begin

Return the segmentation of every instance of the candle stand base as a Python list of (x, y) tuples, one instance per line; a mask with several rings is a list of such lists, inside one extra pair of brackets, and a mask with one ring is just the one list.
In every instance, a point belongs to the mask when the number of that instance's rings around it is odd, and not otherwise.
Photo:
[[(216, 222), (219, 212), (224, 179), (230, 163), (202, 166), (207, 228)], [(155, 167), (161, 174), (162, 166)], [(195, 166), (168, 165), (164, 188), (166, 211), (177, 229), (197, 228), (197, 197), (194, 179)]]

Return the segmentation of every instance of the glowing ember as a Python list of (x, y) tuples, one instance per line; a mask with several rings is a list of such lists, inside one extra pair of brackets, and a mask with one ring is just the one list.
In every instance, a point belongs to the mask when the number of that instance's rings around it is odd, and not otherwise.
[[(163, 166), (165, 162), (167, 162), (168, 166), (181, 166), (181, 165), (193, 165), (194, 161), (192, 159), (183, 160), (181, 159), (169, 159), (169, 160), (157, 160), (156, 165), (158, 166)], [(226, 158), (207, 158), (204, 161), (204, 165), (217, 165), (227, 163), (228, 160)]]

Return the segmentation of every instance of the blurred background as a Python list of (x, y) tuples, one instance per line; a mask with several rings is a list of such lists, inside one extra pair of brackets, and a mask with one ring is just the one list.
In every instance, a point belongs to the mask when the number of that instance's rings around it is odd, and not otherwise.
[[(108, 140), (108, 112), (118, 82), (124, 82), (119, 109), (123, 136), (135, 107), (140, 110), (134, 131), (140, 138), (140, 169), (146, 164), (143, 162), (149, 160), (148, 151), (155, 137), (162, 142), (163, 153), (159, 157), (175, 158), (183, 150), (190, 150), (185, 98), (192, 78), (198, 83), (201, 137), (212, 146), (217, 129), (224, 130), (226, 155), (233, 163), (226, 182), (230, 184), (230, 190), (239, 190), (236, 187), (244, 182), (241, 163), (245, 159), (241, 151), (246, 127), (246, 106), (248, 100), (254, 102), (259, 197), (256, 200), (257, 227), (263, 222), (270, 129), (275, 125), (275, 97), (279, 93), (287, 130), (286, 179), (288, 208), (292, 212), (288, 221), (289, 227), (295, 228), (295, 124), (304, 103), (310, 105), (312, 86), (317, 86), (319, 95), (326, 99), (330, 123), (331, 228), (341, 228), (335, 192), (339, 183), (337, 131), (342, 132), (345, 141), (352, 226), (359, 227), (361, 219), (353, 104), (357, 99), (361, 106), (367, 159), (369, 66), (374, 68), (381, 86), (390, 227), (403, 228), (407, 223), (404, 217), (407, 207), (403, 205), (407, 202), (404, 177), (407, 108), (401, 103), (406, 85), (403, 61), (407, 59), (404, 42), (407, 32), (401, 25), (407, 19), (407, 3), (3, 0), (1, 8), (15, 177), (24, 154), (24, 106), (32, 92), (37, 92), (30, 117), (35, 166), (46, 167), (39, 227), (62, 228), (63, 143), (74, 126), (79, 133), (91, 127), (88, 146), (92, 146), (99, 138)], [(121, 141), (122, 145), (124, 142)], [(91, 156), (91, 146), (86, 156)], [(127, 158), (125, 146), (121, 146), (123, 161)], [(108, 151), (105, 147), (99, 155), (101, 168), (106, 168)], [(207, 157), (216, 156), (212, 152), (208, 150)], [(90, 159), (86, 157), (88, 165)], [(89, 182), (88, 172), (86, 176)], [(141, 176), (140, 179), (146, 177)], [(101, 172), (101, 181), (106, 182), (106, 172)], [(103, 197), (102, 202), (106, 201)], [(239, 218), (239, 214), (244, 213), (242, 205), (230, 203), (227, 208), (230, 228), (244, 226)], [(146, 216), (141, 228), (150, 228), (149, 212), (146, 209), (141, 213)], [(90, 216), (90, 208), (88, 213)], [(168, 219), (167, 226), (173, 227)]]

end

▶ **What is expected**
Copy the entries from the start through the line containing "197), (194, 179)]]", swapping "candle stand base" for "lamp base" and leaving everything else unchanged.

▶ **Complete answer**
Return the segmentation of every instance of the lamp base as a Python list of (x, y) tuples, one instance per line; a mask with several rings is a list of such lists, inside one extra pair of brackets, and a mask with one ring is just the one list.
In every instance, a point belongs to the mask when the number of that instance's rings around it is odd, and not otherwise.
Photo:
[[(216, 222), (219, 212), (224, 179), (230, 163), (202, 166), (207, 228)], [(155, 167), (161, 174), (162, 166)], [(195, 166), (168, 165), (164, 188), (166, 211), (177, 229), (197, 228), (197, 197), (194, 179)]]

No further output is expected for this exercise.